* CONSIGNE ÉCRITE 1: Dans le passage sur le transfert de la khecarī, quelles personnes sont accompagnées d'une date ou d'un siècle ?

* EXTRAIT DU TEXTE:
========

Pour revenir sur Bodong Rechen Peljor (XVème)[21], qui aurait été un disciple de Bodong Phyogs las rnam rgyal (1376-1451), il y a deux textes qui lui sont attribués dans ce cadre, une Histoire de la transmission du transfert de la khecarī ('Pho ba mkha' spyod ma’i los rgyus) et le transfert appelé ‘Pho ba 'jag tshug(s) ma[22], “Standing Blade of Grass”. Ces deux textes ont été intégrés dans le gDams ngag mdzod par Jamgön Kongtrul au XIXème siècle. La partie hagiographique (lo rgyus) mentionne que Réchen Peljor aurait reçu le Khecara infaillible de Niguma, mais c’est un tout autre texte (‘Jag tshugs ma) qui est produit comme sa révélation. L’histoire raconte aussi que tout comme dans le cas de Marpa, Khyungpo Neljor n’aurait pas reçu toutes les instructions (des six yogas), et devait revoir Niguma pour recevoir celles concernant le transfert. Ce n’aurait plus été possible dans l’existence actuelle de Khyungpo, lui raconte Niguma dans l'Histoire, mais il reviendrait comme un de ses arrière-disciples Shangpa (à savoir Ras chen dpal 'byor bzang po), et les recevrait au moment opportun… Les hagiographes ne sont jamais à court d’idées et n’ont jamais de problèmes, seulement des solutions… Rechen Peljor aurait alors reçu de Niguma le Khecara infaillible (Chug med mkha' spyod 'pho ba’i gdams ngag), un texte assez “baroque” relativement court[23]. Il reçoit une pratique de Niguma, et en produit une toute autre pratique, à la fois gsar-ma et rnying-ma. Sa version est très différente et élaborée par rapport à “l’original” que l’on trouve dans le Ni gu'i dmigs phran rnams kyi byin rlabs byed tshul. On a l’impression que le nom de Niguma et de sa pratique étaient simplement utilisés pour justifier la révélation attribuée[24] à Rechen Peljor. Comme il est dit dans sa propre révélation, qui est précédée de sa propre histoire, afin d’inspirer confiance en elle :
Le dharma d’or de l’instruction du transfert “Le brin d'herbe dressé” (‘jag ‘tshugs ma) a deux parties :
L’histoire générale afin d’inspirer la confiance et
Les instructions auxquelles fait référence cette histoire
[25]
Sarasvatī bleu sapphire avec épée, Kanji, Christian Luczanits

Contrairement à la révélation de Nyida sangyé, dans la version “originale” (Collection Shangpa) du Khecara infaillible ('chug med mkha' spyod kyi 'pho ba), le yogi garde l’aspect de son corps ordinaire (tha mal gyi lus), avec les trois canaux, du sommet de la tête jusqu’au nombril, et au centre la syllabe A blanche. Au sommet de sa tête vient s'asseoir une khecarī les jambes écartées (bsgrad bzhugs), le sexe collé sur l’orifice de brahmā. Avec l’épée de sa main droite[26], la calotte crânienne (kapāla) [du yogi] est tranchée, qui atterrit devant lui, et à l’intérieur de laquelle est jetée la partie [haut] du corps à partir du sexe (gsang ba yan). [Ce haut du corps] se transforme en nectar, qui est offert à la khecarī. En éjectant Hik, la syllabe A s’envole du nombril, passe par le canal médian, entre par le sexe de la khecarī, et arrive à son Coeur. En disant Ka, [la syllabe A] redescend au nombril [du yogi]. La khecarī s’envole, et revient aussitôt. A partir du sommet de la tête, le canal médian se remplit de nectar, transformant [le corps] en l’essence de la syllabe A. La khecarī s’envole et part. Dédicace et souhaits[27]. Le texte semble se poursuivre avec un passage obscur[28], mais qui n’en fait pas partie, et qui semble associé avec le Guhyasamāja. Le Ni gu'i dmigs phran rnams kyi byin rlabs byed tshul est une simple compilation de textes, mis ensemble, sans aucune introduction, explication, etc.

========

* CONSIGNE ÉCRITE 2: Transcrivez les lignes de la liste à l'identique, en commençant à la ligne qui contient "Whereabouts in this scan is the truck" et en vous arrêtant après celle qui contient "[0,0,750,546]". N'incluez pas les images.

* DONNÉES À TRAITER:
========

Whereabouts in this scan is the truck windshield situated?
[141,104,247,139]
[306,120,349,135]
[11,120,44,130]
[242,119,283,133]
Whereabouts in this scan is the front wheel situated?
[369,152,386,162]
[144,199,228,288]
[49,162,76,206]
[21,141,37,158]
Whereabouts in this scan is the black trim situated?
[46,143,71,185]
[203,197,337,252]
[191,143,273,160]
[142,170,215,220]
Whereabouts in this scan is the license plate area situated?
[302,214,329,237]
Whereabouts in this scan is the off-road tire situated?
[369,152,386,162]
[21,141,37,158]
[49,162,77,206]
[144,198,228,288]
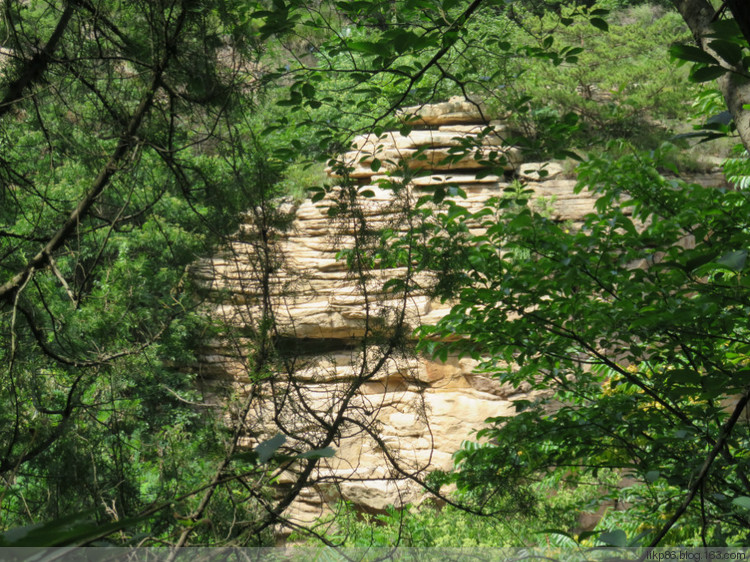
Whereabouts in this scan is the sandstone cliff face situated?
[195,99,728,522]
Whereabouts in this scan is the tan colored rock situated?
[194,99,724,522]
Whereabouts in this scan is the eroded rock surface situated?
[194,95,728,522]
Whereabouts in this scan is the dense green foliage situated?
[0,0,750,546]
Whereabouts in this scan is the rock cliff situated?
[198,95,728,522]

========

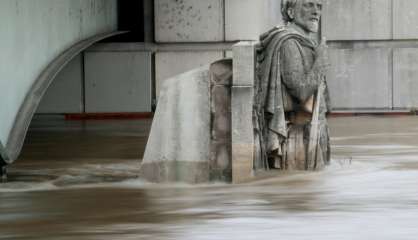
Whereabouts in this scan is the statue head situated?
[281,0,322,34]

========

* SOLUTION COMPLÈTE 1:
- Bodong Rechen Peljor (XVème)
- Bodong Phyogs las rnam rgyal (1376-1451)
- Jamgön Kongtrul (XIXème siècle)

* SOLUTION COMPLÈTE 2:
Whereabouts in this scan is the truck windshield situated?
[141,104,247,139]
[306,120,349,135]
[11,120,44,130]
[242,119,283,133]
Whereabouts in this scan is the front wheel situated?
[369,152,386,162]
[144,199,228,288]
[49,162,76,206]
[21,141,37,158]
Whereabouts in this scan is the black trim situated?
[46,143,71,185]
[203,197,337,252]
[191,143,273,160]
[142,170,215,220]
Whereabouts in this scan is the license plate area situated?
[302,214,329,237]
Whereabouts in this scan is the off-road tire situated?
[369,152,386,162]
[21,141,37,158]
[49,162,77,206]
[144,198,228,288]
Whereabouts in this scan is the sandstone cliff face situated?
[195,99,728,522]
Whereabouts in this scan is the tan colored rock situated?
[194,99,724,522]
Whereabouts in this scan is the eroded rock surface situated?
[194,95,728,522]
Whereabouts in this scan is the dense green foliage situated?
[0,0,750,546]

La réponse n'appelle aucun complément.